#### [DOCUMENT EXCERPT]
-=-=-

October 8, 2002
Oral drugs used to lower cholesterol, called statins, were shown in test tubes to inhibit immune responses of cells taken from individuals with MS:
Oral drugs used to lower cholesterol, called statins, were shown in test tubes to inhibit immune responses of cells taken from individuals with MS. This study was previously reported by Dr. Oliver Neuhaus (Karl-Franzens-Universitat, Graz, Austria) and colleagues at the April 2002 meeting of the American Academy of Neurology, and has now been published in the October 8, 2002 issue of Neurology. Clinical trials will be needed to determine whether these drugs can safely treat the immune attack in people with MS.
Previous basic studies suggest that statins can alter immune responses in a way that may hold promise in treating multiple sclerosis, which involves immune-system attacks against brain and spinal cord tissue.

-=-=-

Write out the report on statins and MS word for word, starting at "Previous basic studies" and ending at "spinal cord tissue.".

#### [MATERIAL SUPPLIED]
-=-=-

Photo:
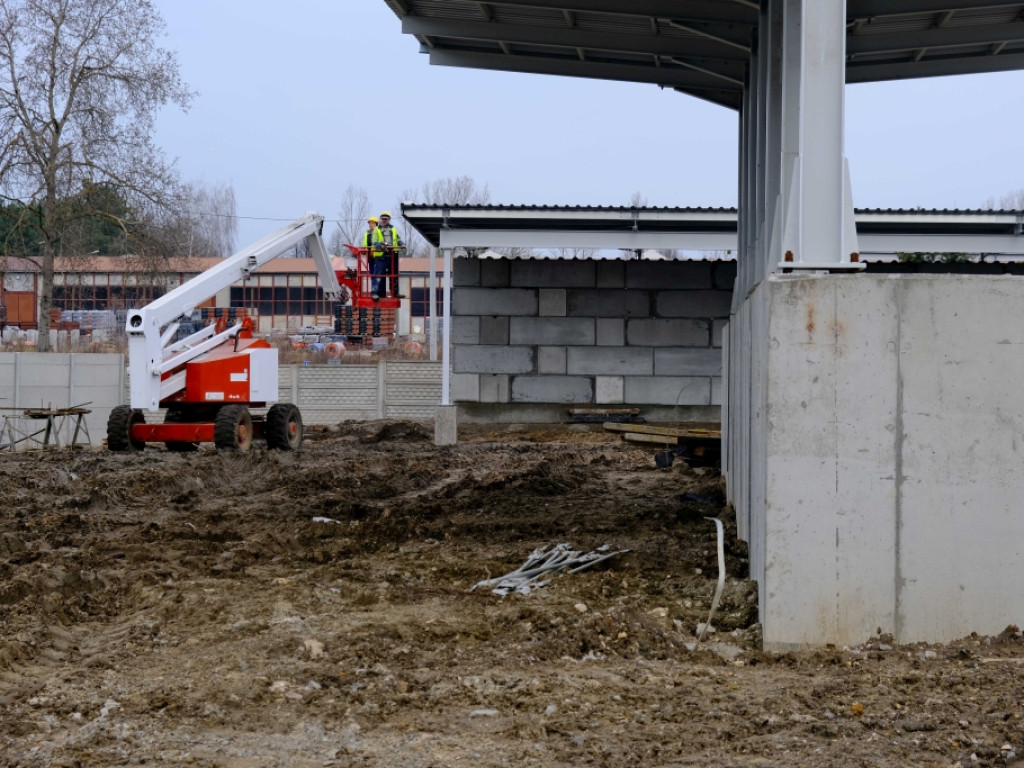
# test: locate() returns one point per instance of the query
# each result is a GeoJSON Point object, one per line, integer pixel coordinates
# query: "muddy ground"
{"type": "Point", "coordinates": [162, 608]}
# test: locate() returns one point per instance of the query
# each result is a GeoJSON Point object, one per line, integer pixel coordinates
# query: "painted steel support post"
{"type": "Point", "coordinates": [446, 346]}
{"type": "Point", "coordinates": [771, 242]}
{"type": "Point", "coordinates": [819, 178]}
{"type": "Point", "coordinates": [432, 305]}
{"type": "Point", "coordinates": [788, 209]}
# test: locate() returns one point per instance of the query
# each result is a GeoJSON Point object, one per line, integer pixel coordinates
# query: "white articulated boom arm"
{"type": "Point", "coordinates": [150, 329]}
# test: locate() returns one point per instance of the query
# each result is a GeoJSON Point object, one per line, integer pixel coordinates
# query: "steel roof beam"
{"type": "Point", "coordinates": [705, 10]}
{"type": "Point", "coordinates": [863, 8]}
{"type": "Point", "coordinates": [663, 76]}
{"type": "Point", "coordinates": [868, 73]}
{"type": "Point", "coordinates": [942, 37]}
{"type": "Point", "coordinates": [710, 45]}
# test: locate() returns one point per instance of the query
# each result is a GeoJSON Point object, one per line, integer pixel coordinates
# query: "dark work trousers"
{"type": "Point", "coordinates": [378, 266]}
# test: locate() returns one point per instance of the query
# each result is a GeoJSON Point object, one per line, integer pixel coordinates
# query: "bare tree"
{"type": "Point", "coordinates": [1011, 202]}
{"type": "Point", "coordinates": [80, 84]}
{"type": "Point", "coordinates": [212, 218]}
{"type": "Point", "coordinates": [351, 217]}
{"type": "Point", "coordinates": [461, 190]}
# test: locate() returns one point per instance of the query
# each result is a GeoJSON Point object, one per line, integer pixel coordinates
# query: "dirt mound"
{"type": "Point", "coordinates": [315, 608]}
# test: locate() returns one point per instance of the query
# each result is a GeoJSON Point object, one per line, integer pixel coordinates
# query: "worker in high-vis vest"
{"type": "Point", "coordinates": [373, 241]}
{"type": "Point", "coordinates": [392, 243]}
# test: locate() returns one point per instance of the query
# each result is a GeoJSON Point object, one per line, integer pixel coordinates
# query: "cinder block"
{"type": "Point", "coordinates": [508, 301]}
{"type": "Point", "coordinates": [724, 274]}
{"type": "Point", "coordinates": [552, 331]}
{"type": "Point", "coordinates": [607, 302]}
{"type": "Point", "coordinates": [495, 272]}
{"type": "Point", "coordinates": [465, 387]}
{"type": "Point", "coordinates": [669, 390]}
{"type": "Point", "coordinates": [610, 332]}
{"type": "Point", "coordinates": [493, 358]}
{"type": "Point", "coordinates": [552, 389]}
{"type": "Point", "coordinates": [551, 360]}
{"type": "Point", "coordinates": [494, 330]}
{"type": "Point", "coordinates": [446, 425]}
{"type": "Point", "coordinates": [552, 273]}
{"type": "Point", "coordinates": [610, 273]}
{"type": "Point", "coordinates": [692, 303]}
{"type": "Point", "coordinates": [690, 361]}
{"type": "Point", "coordinates": [667, 274]}
{"type": "Point", "coordinates": [495, 388]}
{"type": "Point", "coordinates": [668, 333]}
{"type": "Point", "coordinates": [610, 360]}
{"type": "Point", "coordinates": [552, 302]}
{"type": "Point", "coordinates": [609, 389]}
{"type": "Point", "coordinates": [465, 272]}
{"type": "Point", "coordinates": [718, 332]}
{"type": "Point", "coordinates": [466, 330]}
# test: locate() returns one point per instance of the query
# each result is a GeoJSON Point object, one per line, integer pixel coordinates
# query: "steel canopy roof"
{"type": "Point", "coordinates": [699, 228]}
{"type": "Point", "coordinates": [701, 47]}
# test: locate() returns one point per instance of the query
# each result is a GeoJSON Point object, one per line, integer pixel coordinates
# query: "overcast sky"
{"type": "Point", "coordinates": [298, 100]}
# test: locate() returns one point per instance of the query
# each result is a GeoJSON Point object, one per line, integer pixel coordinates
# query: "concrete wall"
{"type": "Point", "coordinates": [875, 433]}
{"type": "Point", "coordinates": [389, 389]}
{"type": "Point", "coordinates": [325, 394]}
{"type": "Point", "coordinates": [31, 380]}
{"type": "Point", "coordinates": [528, 334]}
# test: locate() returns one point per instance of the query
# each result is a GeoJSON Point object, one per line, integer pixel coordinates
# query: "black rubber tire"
{"type": "Point", "coordinates": [119, 425]}
{"type": "Point", "coordinates": [284, 427]}
{"type": "Point", "coordinates": [232, 429]}
{"type": "Point", "coordinates": [177, 415]}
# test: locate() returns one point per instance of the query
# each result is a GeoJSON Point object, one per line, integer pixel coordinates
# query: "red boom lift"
{"type": "Point", "coordinates": [209, 381]}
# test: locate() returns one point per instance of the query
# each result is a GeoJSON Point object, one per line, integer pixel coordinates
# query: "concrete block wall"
{"type": "Point", "coordinates": [615, 333]}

-=-=-

#### [ANSWER BOX]
Previous basic studies suggest that statins can alter immune responses in a way that may hold promise in treating multiple sclerosis, which involves immune-system attacks against brain and spinal cord tissue.